EXTRACTED DATA:

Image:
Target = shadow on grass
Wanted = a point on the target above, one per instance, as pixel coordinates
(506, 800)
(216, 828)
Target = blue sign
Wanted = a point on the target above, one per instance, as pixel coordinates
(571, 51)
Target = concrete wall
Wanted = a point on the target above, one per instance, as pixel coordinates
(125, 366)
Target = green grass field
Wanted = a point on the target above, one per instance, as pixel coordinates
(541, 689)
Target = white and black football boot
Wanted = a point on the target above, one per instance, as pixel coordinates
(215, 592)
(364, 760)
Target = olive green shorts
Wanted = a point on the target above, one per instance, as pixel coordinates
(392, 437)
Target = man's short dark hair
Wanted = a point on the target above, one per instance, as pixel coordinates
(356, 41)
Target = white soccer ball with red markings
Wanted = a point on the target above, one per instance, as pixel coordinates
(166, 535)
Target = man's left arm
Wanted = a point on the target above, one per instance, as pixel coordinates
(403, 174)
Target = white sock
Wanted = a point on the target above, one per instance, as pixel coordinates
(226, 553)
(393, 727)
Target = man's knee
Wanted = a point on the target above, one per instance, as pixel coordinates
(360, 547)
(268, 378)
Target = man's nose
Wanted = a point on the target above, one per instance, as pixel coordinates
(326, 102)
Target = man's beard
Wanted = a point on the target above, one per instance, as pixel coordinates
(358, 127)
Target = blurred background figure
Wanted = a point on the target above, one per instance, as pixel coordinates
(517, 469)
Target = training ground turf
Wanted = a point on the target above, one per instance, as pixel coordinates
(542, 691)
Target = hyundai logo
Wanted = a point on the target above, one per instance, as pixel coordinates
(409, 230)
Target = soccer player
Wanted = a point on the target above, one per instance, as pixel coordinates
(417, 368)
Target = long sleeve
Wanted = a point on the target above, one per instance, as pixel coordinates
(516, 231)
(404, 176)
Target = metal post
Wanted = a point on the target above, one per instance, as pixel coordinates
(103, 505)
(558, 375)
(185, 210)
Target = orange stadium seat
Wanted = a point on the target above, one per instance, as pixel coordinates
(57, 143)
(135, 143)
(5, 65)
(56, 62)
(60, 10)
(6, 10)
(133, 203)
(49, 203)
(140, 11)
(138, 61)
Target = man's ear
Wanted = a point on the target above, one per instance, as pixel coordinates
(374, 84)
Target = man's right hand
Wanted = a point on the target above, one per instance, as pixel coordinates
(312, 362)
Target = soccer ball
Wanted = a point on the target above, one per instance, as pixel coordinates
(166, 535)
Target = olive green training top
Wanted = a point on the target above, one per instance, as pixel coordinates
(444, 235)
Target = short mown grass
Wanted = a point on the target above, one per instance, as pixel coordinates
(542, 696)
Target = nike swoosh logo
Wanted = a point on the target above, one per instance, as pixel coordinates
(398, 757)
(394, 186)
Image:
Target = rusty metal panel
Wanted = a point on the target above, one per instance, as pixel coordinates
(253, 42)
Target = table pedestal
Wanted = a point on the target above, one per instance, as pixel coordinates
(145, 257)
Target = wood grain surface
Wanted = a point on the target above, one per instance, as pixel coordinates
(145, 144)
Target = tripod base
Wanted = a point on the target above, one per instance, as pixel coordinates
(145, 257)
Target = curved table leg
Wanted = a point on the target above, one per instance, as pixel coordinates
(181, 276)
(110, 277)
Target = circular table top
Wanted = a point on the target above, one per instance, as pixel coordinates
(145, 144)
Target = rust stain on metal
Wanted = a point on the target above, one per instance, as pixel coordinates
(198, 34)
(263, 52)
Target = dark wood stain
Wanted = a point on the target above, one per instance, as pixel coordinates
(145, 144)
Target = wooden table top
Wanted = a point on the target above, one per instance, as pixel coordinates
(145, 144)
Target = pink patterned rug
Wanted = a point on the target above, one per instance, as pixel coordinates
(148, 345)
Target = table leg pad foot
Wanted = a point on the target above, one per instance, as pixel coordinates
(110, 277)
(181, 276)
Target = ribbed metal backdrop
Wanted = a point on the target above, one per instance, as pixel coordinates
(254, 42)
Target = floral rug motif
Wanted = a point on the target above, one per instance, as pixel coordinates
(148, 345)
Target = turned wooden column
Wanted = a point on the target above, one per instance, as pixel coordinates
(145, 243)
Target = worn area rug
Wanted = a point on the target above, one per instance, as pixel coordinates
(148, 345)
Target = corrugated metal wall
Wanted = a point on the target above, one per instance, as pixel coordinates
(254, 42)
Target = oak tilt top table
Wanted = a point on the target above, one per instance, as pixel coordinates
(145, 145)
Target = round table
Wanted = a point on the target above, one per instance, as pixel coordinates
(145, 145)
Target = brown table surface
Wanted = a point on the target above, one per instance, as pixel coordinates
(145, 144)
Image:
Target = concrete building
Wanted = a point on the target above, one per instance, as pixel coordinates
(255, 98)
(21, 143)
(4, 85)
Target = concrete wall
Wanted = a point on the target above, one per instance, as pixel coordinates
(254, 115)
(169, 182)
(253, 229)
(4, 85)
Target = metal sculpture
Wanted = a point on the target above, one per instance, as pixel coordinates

THE REQUEST: Rewrite all of the entries above, changing every occurrence of "pixel coordinates" to "image coordinates" and leaving every other word unaltered.

EXERCISE OUTPUT:
Image:
Target = shadow on grass
Wanted = a point on the target above, one per instance, as image coordinates
(506, 800)
(216, 828)
Target = blue sign
Wanted = a point on the target above, one per instance, as image coordinates
(571, 51)
Target = concrete wall
Wanted = a point on the target above, one per instance, as image coordinates
(125, 366)
Target = green grass field
Wanted = a point on the target above, one per instance, as image coordinates
(541, 689)
Target = white and black football boot
Wanted = a point on the target above, one per instance, as image coordinates
(215, 592)
(364, 760)
Target = olive green shorts
Wanted = a point on the target above, one per instance, as image coordinates
(392, 437)
Target = man's short dark hair
Wanted = a point on the target above, one per instance, as image coordinates
(356, 41)
Target = white soccer ball with red markings
Wanted = a point on the target above, one per instance, as image coordinates
(166, 535)
Target = man's left arm
Wanted = a point on the target above, one per instance, as image coordinates
(403, 174)
Target = white sock
Wanted = a point on the target above, one per instance, as image coordinates
(226, 553)
(393, 727)
Target = man's knee
Wanted = a point on the target above, one per instance, as image coordinates
(360, 547)
(268, 378)
Target = man's nose
Wanted = a point on the target above, one per instance, as image coordinates
(326, 102)
Target = man's beard
Wanted = a point on the target above, one per instance, as image coordinates
(358, 127)
Target = blurred background figure
Wanted = a point on the target above, one per instance, as image coordinates
(517, 469)
Target = training ground turf
Wanted = a point on the target above, one per instance, as image coordinates
(542, 691)
Target = hyundai logo
Wanted = a point on the target above, one per instance, as image coordinates
(409, 230)
Target = soccer player
Wanted = a point on the target above, one per instance, as image coordinates
(417, 368)
Target = long sleeve
Wanted = a point on the target above, one per instance, as image coordinates
(516, 231)
(404, 176)
Target = metal post
Wanted = a point on the target above, one per instance, as image coordinates
(103, 505)
(558, 375)
(185, 210)
Target = orange stadium seat
Wanted = a point on the target above, one per instance, as image coordinates
(57, 143)
(135, 143)
(5, 65)
(56, 62)
(60, 10)
(6, 10)
(133, 203)
(49, 203)
(140, 11)
(138, 61)
Target = man's ear
Wanted = a point on the target above, one per instance, as image coordinates
(374, 84)
Target = man's right hand
Wanted = a point on the target above, one per instance, as image coordinates
(312, 362)
Target = soccer ball
Wanted = a point on the target above, one per instance, as image coordinates
(166, 535)
Target = olive green training top
Wanted = a point on the target above, one per instance, as image coordinates
(444, 235)
Target = short mown grass
Wanted = a point on the target above, one per instance, as image coordinates
(542, 696)
Target = nike swoosh logo
Wanted = a point on the target above, one per instance, as image coordinates
(398, 757)
(394, 186)
Image:
Target = rusty metal panel
Wanted = a point on the target above, one per instance, as image coordinates
(253, 42)
Target = table pedestal
Wanted = a point on the target above, one per instance, as image coordinates
(145, 257)
Target = wood grain surface
Wanted = a point on the target above, one per instance, as image coordinates
(145, 144)
Target = tripod base
Wanted = a point on the target above, one per instance, as image coordinates
(145, 257)
Target = curved table leg
Wanted = a point on the target above, one per instance, as image coordinates
(181, 276)
(110, 277)
Target = circular table top
Wanted = a point on the target above, one per instance, as image coordinates
(145, 144)
Target = rust stain on metal
Wanted = a point on the target above, one per instance, as image coordinates
(198, 34)
(263, 52)
Target = dark wood stain
Wanted = a point on the target above, one per instance, as image coordinates
(145, 144)
Target = wooden table top
Wanted = a point on the target above, one per instance, as image coordinates
(145, 144)
Target = pink patterned rug
Wanted = a point on the target above, one per instance, as image coordinates
(148, 345)
Target = table leg pad foot
Wanted = a point on the target above, one per instance, as image coordinates
(110, 277)
(181, 276)
Target = ribbed metal backdrop
Wanted = a point on the target above, one per instance, as image coordinates
(254, 42)
Target = floral rug motif
Wanted = a point on the target above, one per instance, as image coordinates
(148, 345)
Target = turned wooden column
Wanted = a point on the target above, one per instance, as image coordinates
(145, 243)
Target = worn area rug
Wanted = a point on the target above, one per instance, as image coordinates
(148, 345)
Target = corrugated metal wall
Wanted = a point on the target above, one per instance, as image coordinates
(254, 42)
Target = oak tilt top table
Wanted = a point on the target above, one per instance, as image coordinates
(145, 145)
Target = round table
Wanted = a point on the target above, one per instance, as image coordinates
(145, 145)
Target = brown table surface
Wanted = a point on the target above, one per instance, as image coordinates
(145, 144)
Image:
Target = concrete building
Wanted = a point on the target above, one per instance, as image coordinates
(255, 98)
(21, 143)
(4, 85)
Target = concrete wall
Wanted = a point on the target above, one per instance, as image coordinates
(254, 115)
(169, 182)
(253, 229)
(4, 85)
Target = metal sculpture
Wanted = a point on the target above, one per instance, as image coordinates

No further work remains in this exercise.